What you are asked to do: The stretch wanted below opens at the line containing "x=948 y=417" and closes at the line containing "x=410 y=368". Please return it exactly, with no other lines.

---- Source information

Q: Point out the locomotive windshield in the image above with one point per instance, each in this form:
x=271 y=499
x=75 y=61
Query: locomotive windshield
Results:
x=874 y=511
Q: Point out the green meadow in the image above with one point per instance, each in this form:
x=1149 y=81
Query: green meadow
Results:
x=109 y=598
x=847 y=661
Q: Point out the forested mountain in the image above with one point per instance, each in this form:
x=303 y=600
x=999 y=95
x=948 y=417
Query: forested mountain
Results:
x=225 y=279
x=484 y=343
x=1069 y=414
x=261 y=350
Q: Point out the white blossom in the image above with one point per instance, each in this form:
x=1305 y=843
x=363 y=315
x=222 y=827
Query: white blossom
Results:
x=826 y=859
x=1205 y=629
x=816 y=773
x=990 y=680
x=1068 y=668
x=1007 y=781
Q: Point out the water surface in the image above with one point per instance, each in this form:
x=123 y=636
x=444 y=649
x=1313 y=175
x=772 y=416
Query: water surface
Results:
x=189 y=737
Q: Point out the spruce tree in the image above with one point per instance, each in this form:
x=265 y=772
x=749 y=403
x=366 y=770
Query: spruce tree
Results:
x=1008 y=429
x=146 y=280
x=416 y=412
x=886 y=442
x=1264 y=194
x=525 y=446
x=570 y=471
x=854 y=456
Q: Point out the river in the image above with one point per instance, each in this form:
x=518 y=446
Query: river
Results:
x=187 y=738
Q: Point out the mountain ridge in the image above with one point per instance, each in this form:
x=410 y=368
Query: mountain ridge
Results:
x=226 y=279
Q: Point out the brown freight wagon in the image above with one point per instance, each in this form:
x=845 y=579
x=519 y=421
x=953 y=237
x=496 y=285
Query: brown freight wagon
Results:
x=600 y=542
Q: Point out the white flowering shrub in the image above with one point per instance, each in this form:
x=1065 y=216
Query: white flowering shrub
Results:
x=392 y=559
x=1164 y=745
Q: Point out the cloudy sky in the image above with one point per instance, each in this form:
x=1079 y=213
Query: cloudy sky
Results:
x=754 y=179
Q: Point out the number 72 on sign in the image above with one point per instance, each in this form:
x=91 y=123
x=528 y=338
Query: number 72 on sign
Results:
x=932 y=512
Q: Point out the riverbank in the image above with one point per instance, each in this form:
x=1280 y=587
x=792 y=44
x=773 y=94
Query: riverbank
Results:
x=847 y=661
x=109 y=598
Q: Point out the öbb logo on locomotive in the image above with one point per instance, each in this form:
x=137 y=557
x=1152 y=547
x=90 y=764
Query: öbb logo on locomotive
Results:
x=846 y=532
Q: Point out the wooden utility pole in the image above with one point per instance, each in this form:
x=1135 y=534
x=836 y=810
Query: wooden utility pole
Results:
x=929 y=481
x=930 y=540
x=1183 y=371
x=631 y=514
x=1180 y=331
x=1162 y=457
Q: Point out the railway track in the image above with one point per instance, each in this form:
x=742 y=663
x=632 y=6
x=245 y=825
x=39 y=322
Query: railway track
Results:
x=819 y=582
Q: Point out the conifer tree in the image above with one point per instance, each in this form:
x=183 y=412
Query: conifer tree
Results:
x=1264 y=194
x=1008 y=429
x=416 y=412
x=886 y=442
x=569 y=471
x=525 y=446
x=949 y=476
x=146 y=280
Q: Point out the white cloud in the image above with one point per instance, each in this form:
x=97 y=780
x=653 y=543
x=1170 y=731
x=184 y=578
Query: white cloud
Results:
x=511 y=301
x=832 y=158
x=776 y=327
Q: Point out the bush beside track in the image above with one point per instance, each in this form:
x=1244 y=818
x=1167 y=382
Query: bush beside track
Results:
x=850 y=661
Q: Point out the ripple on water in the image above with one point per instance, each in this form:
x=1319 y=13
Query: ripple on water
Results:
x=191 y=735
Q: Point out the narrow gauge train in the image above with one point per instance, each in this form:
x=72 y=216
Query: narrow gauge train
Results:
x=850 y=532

--------

Result of this task:
x=948 y=417
Query: forested mountain
Results:
x=225 y=279
x=484 y=343
x=1069 y=414
x=261 y=350
Q: Point out the white blossom in the image above with one point per instance, each in this form:
x=1305 y=843
x=363 y=315
x=222 y=827
Query: white blossom
Results:
x=826 y=859
x=1205 y=629
x=816 y=773
x=990 y=680
x=1068 y=668
x=1007 y=781
Q: Point out the water surface in the image above with one point per instance, each in this form:
x=123 y=636
x=444 y=649
x=1313 y=175
x=772 y=416
Query: water surface
Results:
x=189 y=737
Q: Point out the spruce tree in the image above with one point per instance, each in this form:
x=265 y=772
x=749 y=403
x=366 y=770
Query: spruce tree
Results:
x=1008 y=429
x=146 y=280
x=416 y=412
x=886 y=442
x=1264 y=194
x=525 y=446
x=570 y=471
x=854 y=456
Q: Point out the river in the image above with one point per instance, each in this form:
x=518 y=446
Query: river
Results:
x=187 y=738
Q: Point out the mountain ridge in the image above with one point per instance, each in this form:
x=410 y=368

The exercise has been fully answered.